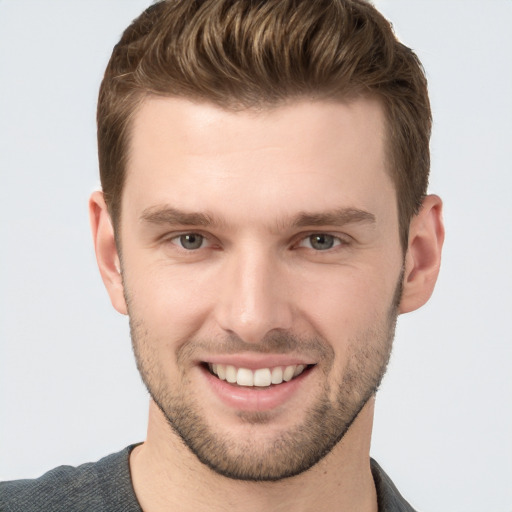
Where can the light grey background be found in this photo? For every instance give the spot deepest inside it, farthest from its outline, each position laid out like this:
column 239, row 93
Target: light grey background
column 69, row 390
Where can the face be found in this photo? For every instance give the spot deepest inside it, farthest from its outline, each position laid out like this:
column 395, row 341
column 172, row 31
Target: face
column 261, row 268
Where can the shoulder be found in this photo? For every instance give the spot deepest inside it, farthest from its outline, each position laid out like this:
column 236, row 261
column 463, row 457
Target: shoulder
column 388, row 497
column 100, row 486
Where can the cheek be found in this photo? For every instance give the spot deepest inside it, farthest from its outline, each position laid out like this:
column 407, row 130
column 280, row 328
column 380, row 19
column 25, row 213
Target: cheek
column 169, row 299
column 348, row 302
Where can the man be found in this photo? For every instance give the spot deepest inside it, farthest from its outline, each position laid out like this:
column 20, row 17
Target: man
column 263, row 220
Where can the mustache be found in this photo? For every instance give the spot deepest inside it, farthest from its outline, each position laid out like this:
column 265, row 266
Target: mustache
column 274, row 342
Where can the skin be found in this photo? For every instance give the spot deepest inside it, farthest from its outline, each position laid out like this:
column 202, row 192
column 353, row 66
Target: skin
column 256, row 278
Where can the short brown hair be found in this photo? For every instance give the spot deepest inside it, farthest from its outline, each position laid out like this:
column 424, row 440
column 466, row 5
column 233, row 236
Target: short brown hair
column 259, row 53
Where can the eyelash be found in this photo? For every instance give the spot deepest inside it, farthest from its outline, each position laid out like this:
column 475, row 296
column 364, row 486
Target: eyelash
column 337, row 240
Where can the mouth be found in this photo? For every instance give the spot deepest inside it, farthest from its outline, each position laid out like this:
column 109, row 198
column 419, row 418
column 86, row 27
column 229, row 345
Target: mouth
column 258, row 378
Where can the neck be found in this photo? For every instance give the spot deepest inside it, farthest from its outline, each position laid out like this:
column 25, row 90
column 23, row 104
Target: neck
column 166, row 474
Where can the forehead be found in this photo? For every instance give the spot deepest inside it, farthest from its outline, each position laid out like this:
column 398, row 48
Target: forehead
column 304, row 155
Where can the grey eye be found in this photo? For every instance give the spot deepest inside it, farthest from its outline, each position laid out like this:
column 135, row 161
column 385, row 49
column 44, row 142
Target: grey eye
column 322, row 241
column 191, row 241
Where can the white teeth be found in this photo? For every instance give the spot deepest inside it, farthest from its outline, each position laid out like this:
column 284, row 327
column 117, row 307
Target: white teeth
column 244, row 377
column 262, row 377
column 288, row 373
column 277, row 375
column 298, row 370
column 230, row 373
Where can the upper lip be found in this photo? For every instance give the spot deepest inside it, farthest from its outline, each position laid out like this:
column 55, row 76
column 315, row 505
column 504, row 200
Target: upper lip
column 255, row 361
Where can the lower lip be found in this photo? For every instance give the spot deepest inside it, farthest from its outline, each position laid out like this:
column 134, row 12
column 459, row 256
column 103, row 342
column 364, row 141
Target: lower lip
column 255, row 398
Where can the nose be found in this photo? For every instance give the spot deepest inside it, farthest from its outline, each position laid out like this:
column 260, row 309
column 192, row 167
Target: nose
column 253, row 298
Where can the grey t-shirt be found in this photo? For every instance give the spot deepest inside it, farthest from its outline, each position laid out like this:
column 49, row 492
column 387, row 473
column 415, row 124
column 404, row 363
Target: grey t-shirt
column 106, row 486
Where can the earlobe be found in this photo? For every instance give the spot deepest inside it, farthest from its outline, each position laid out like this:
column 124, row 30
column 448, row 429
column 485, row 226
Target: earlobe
column 106, row 250
column 423, row 258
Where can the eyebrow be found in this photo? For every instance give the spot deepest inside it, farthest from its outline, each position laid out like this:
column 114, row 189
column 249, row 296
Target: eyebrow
column 337, row 217
column 173, row 216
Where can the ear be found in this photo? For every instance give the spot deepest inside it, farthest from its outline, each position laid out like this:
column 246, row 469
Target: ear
column 106, row 250
column 423, row 257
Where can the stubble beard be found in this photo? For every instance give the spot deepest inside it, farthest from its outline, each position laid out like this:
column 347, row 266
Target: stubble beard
column 295, row 450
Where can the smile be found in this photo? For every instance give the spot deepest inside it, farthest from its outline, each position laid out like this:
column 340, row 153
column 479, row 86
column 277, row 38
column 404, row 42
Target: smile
column 261, row 377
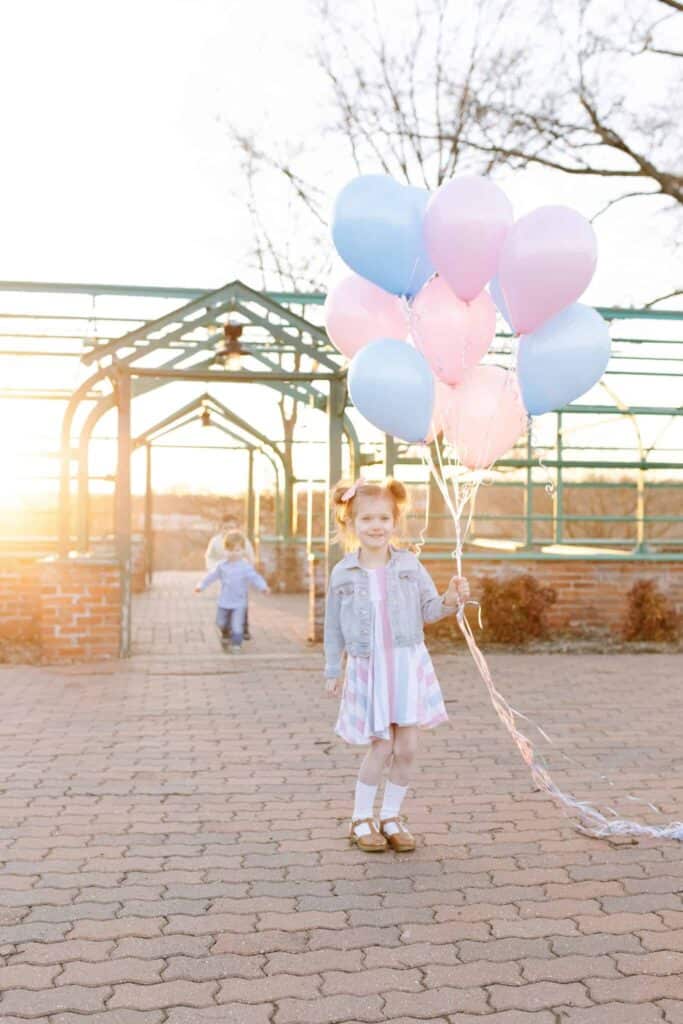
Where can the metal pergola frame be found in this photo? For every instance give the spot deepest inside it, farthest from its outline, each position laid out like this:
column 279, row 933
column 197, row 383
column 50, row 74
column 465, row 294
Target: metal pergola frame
column 292, row 355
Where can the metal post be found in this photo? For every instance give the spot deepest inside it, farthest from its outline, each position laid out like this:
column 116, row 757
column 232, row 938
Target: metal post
column 250, row 496
column 257, row 525
column 528, row 494
column 336, row 404
column 148, row 500
column 123, row 514
column 83, row 493
column 558, row 511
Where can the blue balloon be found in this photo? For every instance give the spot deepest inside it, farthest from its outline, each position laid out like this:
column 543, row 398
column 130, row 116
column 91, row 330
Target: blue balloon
column 392, row 386
column 496, row 293
column 377, row 230
column 562, row 359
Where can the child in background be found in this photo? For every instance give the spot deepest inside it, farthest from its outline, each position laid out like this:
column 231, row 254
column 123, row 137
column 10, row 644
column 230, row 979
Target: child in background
column 236, row 576
column 215, row 553
column 378, row 599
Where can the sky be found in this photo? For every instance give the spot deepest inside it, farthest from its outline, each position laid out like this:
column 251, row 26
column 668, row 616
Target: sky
column 118, row 166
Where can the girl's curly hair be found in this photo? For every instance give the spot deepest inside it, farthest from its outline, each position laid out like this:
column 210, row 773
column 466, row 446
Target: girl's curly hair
column 344, row 508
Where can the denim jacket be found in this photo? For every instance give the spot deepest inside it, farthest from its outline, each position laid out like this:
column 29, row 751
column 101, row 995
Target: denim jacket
column 412, row 599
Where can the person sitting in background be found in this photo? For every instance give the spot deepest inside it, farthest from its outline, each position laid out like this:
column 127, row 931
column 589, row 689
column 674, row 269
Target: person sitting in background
column 215, row 553
column 236, row 576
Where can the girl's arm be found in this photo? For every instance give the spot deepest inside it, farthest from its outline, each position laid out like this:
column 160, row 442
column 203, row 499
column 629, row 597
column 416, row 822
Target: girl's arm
column 257, row 580
column 334, row 638
column 432, row 603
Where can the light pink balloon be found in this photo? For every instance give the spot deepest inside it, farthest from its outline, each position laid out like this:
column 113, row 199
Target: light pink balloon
column 547, row 262
column 485, row 417
column 465, row 226
column 356, row 312
column 451, row 334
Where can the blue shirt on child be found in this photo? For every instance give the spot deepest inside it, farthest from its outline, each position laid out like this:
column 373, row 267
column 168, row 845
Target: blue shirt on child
column 235, row 580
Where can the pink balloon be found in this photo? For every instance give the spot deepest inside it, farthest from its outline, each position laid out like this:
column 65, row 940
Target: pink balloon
column 443, row 396
column 547, row 262
column 356, row 312
column 485, row 417
column 451, row 334
column 465, row 226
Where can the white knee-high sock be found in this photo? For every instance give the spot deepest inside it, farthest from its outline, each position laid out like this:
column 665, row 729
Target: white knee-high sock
column 393, row 798
column 363, row 807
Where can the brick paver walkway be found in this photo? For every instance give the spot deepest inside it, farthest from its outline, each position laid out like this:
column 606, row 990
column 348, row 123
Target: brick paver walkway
column 173, row 843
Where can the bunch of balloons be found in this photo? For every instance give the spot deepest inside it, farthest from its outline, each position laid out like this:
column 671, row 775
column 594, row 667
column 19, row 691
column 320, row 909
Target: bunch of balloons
column 416, row 318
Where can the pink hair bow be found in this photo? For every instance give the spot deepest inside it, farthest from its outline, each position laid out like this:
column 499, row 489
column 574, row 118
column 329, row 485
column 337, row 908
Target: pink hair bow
column 350, row 493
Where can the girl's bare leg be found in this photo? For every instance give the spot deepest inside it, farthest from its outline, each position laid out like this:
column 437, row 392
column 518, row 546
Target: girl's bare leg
column 404, row 752
column 373, row 764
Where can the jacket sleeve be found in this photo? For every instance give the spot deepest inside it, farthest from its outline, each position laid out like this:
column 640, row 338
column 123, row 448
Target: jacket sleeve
column 433, row 607
column 334, row 638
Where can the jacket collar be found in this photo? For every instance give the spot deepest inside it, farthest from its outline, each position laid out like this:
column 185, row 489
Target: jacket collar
column 351, row 560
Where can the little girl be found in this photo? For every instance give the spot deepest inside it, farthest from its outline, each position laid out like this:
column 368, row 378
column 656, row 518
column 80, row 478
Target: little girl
column 378, row 599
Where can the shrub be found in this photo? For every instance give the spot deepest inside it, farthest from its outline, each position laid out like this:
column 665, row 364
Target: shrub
column 514, row 609
column 649, row 614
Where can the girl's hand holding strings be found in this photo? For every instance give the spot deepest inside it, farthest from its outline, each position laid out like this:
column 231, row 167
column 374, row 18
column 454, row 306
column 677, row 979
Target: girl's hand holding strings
column 458, row 592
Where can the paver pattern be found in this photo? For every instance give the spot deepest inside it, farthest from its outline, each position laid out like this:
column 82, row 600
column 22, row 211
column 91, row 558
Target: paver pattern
column 173, row 841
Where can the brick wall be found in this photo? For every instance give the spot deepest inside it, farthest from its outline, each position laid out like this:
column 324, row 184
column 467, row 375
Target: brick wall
column 80, row 609
column 19, row 598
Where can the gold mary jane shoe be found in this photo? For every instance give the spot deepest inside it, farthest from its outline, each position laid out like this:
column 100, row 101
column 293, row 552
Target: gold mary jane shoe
column 401, row 841
column 373, row 843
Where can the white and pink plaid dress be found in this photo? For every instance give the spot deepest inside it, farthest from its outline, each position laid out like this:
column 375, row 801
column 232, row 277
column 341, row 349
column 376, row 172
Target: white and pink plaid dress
column 394, row 685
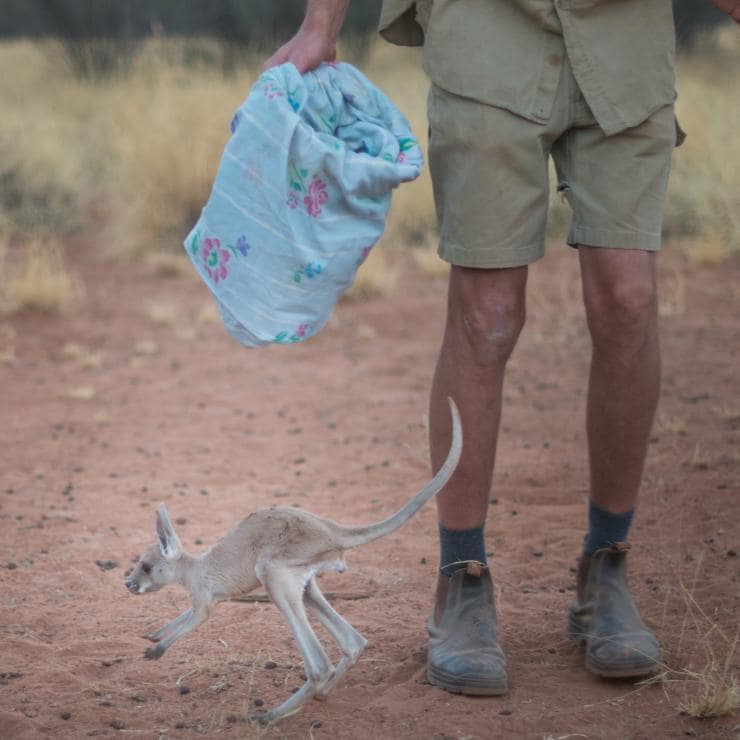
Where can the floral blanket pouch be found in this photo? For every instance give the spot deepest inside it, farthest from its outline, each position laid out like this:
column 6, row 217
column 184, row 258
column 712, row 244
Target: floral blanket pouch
column 299, row 199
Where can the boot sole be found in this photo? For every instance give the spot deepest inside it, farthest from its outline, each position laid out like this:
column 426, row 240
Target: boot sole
column 470, row 687
column 603, row 670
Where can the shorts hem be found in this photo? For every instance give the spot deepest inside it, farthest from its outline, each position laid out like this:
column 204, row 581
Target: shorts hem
column 490, row 257
column 614, row 239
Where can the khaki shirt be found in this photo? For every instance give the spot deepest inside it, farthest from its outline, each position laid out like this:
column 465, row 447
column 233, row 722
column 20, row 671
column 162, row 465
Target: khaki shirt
column 509, row 53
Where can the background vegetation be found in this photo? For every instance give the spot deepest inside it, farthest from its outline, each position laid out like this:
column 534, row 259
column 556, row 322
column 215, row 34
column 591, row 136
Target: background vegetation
column 115, row 113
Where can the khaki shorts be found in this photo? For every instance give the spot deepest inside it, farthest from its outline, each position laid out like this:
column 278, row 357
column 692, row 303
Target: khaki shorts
column 490, row 175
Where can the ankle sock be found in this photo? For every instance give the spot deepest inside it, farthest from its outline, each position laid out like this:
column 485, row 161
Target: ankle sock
column 459, row 545
column 605, row 528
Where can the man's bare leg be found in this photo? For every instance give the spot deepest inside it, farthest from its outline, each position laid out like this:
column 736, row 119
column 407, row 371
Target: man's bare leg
column 619, row 290
column 620, row 295
column 485, row 314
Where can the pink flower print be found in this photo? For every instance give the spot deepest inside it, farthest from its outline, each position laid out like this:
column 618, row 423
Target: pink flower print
column 363, row 255
column 316, row 197
column 215, row 258
column 271, row 90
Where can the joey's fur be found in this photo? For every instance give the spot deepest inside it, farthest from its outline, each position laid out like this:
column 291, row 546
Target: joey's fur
column 283, row 549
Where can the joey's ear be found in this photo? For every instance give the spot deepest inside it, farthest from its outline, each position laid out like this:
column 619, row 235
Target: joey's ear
column 169, row 542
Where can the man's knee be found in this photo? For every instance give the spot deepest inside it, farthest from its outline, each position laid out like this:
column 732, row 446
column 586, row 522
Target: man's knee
column 622, row 309
column 487, row 312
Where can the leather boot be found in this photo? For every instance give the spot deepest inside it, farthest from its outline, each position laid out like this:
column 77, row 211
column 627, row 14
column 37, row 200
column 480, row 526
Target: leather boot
column 604, row 617
column 464, row 655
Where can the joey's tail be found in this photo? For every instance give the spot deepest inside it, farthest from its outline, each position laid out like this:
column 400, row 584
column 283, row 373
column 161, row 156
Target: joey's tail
column 355, row 536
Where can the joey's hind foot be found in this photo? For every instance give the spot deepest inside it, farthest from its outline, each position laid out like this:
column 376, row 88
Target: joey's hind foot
column 154, row 653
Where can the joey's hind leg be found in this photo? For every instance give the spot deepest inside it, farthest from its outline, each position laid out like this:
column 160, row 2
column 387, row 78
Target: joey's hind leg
column 285, row 586
column 350, row 641
column 159, row 634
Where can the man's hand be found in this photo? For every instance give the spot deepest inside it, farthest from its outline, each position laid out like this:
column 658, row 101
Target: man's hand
column 731, row 7
column 316, row 40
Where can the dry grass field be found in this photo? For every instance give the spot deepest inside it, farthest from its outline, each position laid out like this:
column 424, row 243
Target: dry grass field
column 130, row 159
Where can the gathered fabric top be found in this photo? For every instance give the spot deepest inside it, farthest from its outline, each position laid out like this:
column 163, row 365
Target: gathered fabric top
column 300, row 197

··········

### [ASSIGNMENT]
What do the lines above say from the one containing "column 373, row 267" down to the one containing "column 65, row 940"? Return them exactly, both end lines included, and only them.

### [ANSWER FOR THIS EXERCISE]
column 373, row 267
column 168, row 845
Target: blue shirt on child
column 235, row 580
Where can the pink balloon be found in this photo? For every instance give the spot deepest inside it, farthest from its outline, each position laid out like this:
column 65, row 940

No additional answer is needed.